(Stored data)
□ □ □ □
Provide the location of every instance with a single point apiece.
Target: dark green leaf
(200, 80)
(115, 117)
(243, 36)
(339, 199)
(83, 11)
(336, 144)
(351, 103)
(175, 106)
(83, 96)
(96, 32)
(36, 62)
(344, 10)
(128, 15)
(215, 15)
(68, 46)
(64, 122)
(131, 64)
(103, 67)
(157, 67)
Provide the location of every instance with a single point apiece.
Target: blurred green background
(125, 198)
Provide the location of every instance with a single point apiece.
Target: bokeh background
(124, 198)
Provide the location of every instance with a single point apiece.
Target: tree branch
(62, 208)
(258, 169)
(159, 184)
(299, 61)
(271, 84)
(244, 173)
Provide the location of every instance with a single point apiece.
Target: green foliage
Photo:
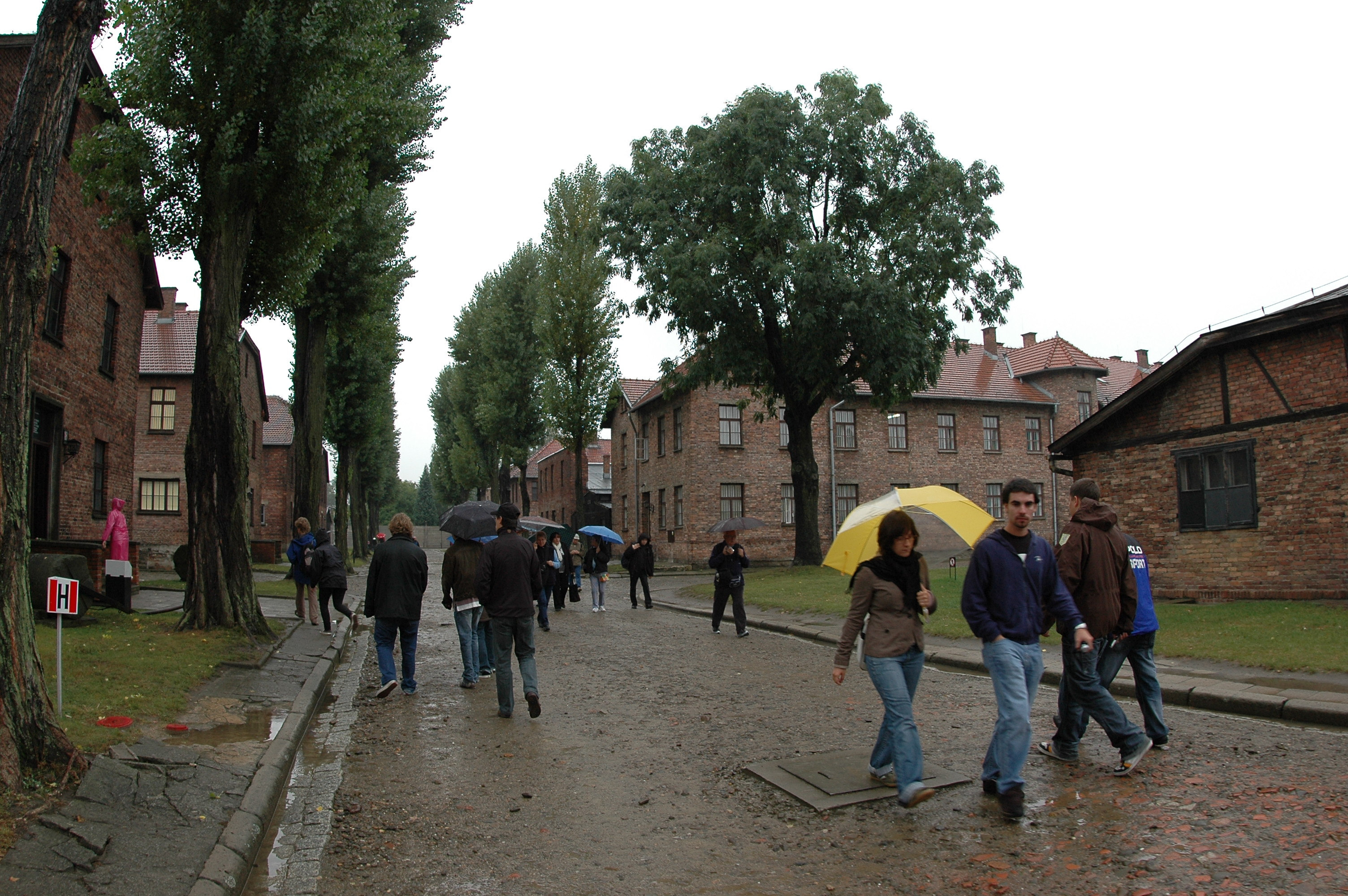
(427, 510)
(401, 499)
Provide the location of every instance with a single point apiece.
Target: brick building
(1227, 464)
(683, 461)
(84, 355)
(164, 417)
(557, 491)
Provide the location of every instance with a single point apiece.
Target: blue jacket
(296, 554)
(1145, 620)
(1003, 596)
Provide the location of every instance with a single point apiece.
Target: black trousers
(339, 597)
(722, 594)
(646, 586)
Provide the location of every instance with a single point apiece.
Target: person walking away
(730, 561)
(1095, 566)
(394, 590)
(1011, 580)
(596, 566)
(329, 573)
(562, 565)
(459, 580)
(509, 581)
(639, 562)
(302, 543)
(895, 590)
(1138, 649)
(548, 576)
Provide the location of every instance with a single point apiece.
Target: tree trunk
(220, 586)
(30, 732)
(805, 479)
(311, 382)
(340, 515)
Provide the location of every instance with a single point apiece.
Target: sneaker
(914, 794)
(1052, 752)
(1013, 802)
(1132, 760)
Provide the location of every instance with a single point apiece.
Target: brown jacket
(1095, 566)
(893, 629)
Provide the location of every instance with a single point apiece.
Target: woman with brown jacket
(895, 590)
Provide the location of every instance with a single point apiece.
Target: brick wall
(1297, 549)
(66, 372)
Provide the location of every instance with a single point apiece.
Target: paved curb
(227, 867)
(1199, 693)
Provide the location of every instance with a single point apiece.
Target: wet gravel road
(631, 782)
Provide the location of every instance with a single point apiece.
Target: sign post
(62, 600)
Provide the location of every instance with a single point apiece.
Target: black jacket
(639, 560)
(328, 568)
(397, 581)
(596, 562)
(509, 577)
(730, 568)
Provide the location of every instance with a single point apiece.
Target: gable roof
(1328, 306)
(280, 429)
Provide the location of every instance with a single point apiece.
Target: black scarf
(905, 572)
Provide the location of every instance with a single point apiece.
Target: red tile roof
(280, 427)
(170, 347)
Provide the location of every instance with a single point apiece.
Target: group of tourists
(1017, 589)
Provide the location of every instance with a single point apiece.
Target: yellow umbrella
(856, 539)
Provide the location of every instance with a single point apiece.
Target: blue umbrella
(602, 531)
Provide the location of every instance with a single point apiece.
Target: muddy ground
(631, 782)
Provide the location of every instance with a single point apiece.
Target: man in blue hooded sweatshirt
(1013, 578)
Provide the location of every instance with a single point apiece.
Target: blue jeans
(386, 630)
(897, 745)
(1080, 694)
(1015, 670)
(517, 631)
(1138, 651)
(486, 651)
(467, 624)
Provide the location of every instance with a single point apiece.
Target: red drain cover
(115, 721)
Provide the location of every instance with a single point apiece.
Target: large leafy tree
(797, 244)
(251, 125)
(30, 154)
(576, 328)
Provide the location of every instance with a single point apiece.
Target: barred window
(1032, 434)
(899, 431)
(731, 433)
(160, 496)
(732, 500)
(991, 434)
(946, 431)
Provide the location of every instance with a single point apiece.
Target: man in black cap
(509, 577)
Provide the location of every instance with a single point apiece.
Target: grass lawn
(285, 588)
(118, 665)
(1270, 634)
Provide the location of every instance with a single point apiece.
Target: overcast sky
(1167, 166)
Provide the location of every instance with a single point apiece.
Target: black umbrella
(471, 519)
(738, 525)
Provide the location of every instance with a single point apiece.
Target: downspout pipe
(834, 496)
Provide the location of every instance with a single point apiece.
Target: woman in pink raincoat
(118, 531)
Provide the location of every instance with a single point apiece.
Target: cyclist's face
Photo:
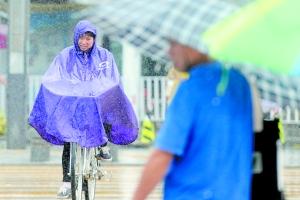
(85, 42)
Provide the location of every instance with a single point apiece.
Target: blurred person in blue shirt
(204, 148)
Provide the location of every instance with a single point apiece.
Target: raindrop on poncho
(80, 94)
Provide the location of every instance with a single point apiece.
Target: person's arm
(153, 173)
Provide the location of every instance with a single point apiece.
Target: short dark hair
(89, 33)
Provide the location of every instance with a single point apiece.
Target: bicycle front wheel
(76, 169)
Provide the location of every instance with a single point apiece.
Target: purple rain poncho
(79, 95)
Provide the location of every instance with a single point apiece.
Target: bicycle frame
(84, 171)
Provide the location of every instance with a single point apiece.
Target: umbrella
(149, 24)
(264, 33)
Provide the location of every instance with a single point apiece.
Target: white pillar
(132, 74)
(16, 80)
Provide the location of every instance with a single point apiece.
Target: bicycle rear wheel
□ □ □ □
WHAT YOU ARE ASKED TO DO ::
This exercise calls for a verbatim output of the entries, pictures omitted.

OUTPUT FOR THIS EXERCISE ::
Provide the location of every instance with a single point apiece.
Target: dark green leaf
(200, 80)
(115, 117)
(243, 36)
(339, 199)
(83, 11)
(336, 144)
(351, 103)
(175, 106)
(83, 96)
(96, 32)
(36, 62)
(344, 10)
(128, 15)
(215, 15)
(68, 46)
(64, 122)
(131, 64)
(103, 67)
(157, 67)
Provide the location of every instance with a single point apiece.
Target: blurred green background
(125, 198)
Provide the location of every instance with a single point apiece.
Target: bokeh background
(124, 198)
Provide the location of every instance with a single point apiece.
Target: tree branch
(62, 208)
(258, 169)
(159, 184)
(299, 61)
(271, 84)
(244, 173)
Provide the location of every instance with a single point apiece.
Target: green foliage
Photo:
(427, 510)
(401, 499)
Provide the location of every instance with a single point apiece.
Target: brick building
(1227, 464)
(683, 461)
(84, 355)
(164, 417)
(557, 491)
Provide the location of every instance with a single point apiece.
Target: blue jacket
(296, 554)
(1145, 620)
(1003, 596)
Provide the location of every instance with a single point apiece.
Target: black trousers
(339, 597)
(722, 594)
(646, 586)
Provide the location of every instance with a single point apiece.
Target: person walking away
(730, 561)
(1095, 566)
(394, 590)
(1011, 580)
(596, 566)
(329, 573)
(562, 565)
(459, 580)
(509, 581)
(639, 562)
(302, 543)
(895, 590)
(1138, 649)
(548, 576)
Provide the location of every instance with a single point apiece.
Target: tree trunk
(220, 586)
(30, 732)
(805, 479)
(311, 382)
(340, 515)
Provide the location of every instance with a single point apiece.
Target: sneaker
(914, 794)
(1052, 752)
(1013, 802)
(1132, 760)
Provide the location of every instance with a single point apiece.
Target: brown jacket
(1095, 566)
(893, 629)
Provide the location of every instance with a single point apiece.
Target: woman with brown jacket
(895, 590)
Provide the location of every instance with a single point apiece.
Target: brick wall
(1297, 549)
(66, 372)
Provide the location of every instance with a single point apiece.
Target: paved curb
(227, 867)
(1199, 693)
Provide the location of every instance with a single point apiece.
Target: wet gravel road
(631, 782)
Provide the location of every instance with a single point apiece.
Target: sign post
(62, 600)
Provide the location of every instance with a single point apiece.
Target: black jacket
(639, 560)
(328, 568)
(397, 581)
(596, 562)
(509, 577)
(730, 568)
Provide the location of every instance with a single point apiece.
Target: gable roof
(1328, 306)
(280, 429)
Provide the location of every instance with a single point apiece.
Target: black scarf
(905, 572)
Provide the location of every instance with a single point apiece.
Target: red tile roof
(280, 427)
(170, 347)
Provide the location of every instance with a single point apiece.
Target: group of tourists
(1017, 589)
Provide the location of every instance with a single point apiece.
Target: yellow umbrella
(856, 539)
Provide the location of every instance with a single point apiece.
Target: blue umbrella
(602, 531)
Provide the location of every instance with a single point apiece.
Target: muddy ground
(631, 782)
Provide the location of every instance with a single point apiece.
Target: man in blue hooded sweatshirt
(1013, 578)
Provide the location of every instance with a single point apiece.
Target: blue jeans
(386, 630)
(897, 745)
(1080, 694)
(1015, 670)
(517, 631)
(1138, 651)
(486, 651)
(467, 624)
Provide the location of every instance with a single point apiece.
Target: red drain cover
(115, 721)
Provide the location of every instance with a single point apiece.
Target: large leafy tree
(797, 244)
(251, 125)
(30, 154)
(576, 328)
Provide the location of every instance with a single point apiece.
Target: barred window
(1032, 434)
(899, 431)
(731, 433)
(160, 496)
(732, 500)
(991, 434)
(946, 431)
Provide the location of every instance with a single point apiece.
Target: man in black cap
(509, 577)
Provide the location of every instance with a single point apiece.
Target: grass lawn
(285, 588)
(118, 665)
(1270, 634)
Provide the location of every instance with a single point apiece.
Target: overcast sky
(1167, 166)
Provide the location of every instance with a single point apiece.
Target: black umbrella
(471, 519)
(738, 525)
Provide the location of every instance with a single point apiece.
Target: downspout pipe
(834, 496)
Provide the location of every instance with a single point apiece.
Target: woman in pink raincoat
(118, 531)
Provide the location of every instance with a single point apiece.
Target: cyclist's face
Photo:
(85, 42)
Provide the location of every instance with a single point apiece.
Target: blurred person in blue shirt
(204, 148)
Provide the location of every instance with a single point apiece.
Target: raindrop on poncho
(80, 94)
Provide the location of every instance with a single point apiece.
Target: person's arm
(153, 173)
Provide the location of every instance with a single point apiece.
Target: short dark hair
(89, 33)
Provide the location of every instance with a single point apiece.
Target: bicycle front wheel
(76, 169)
Provide the location of every instance with a single point apiece.
Target: purple rain poncho
(79, 95)
Provide the location of every instance with a single point apiece.
Target: bicycle frame
(84, 171)
Provide the location of every instance with a single point apiece.
Target: umbrella
(149, 24)
(264, 33)
Provide the location of every instance with a single point apiece.
Target: white pillar
(132, 74)
(16, 80)
Provide the location of every instance with a single point apiece.
Target: bicycle rear wheel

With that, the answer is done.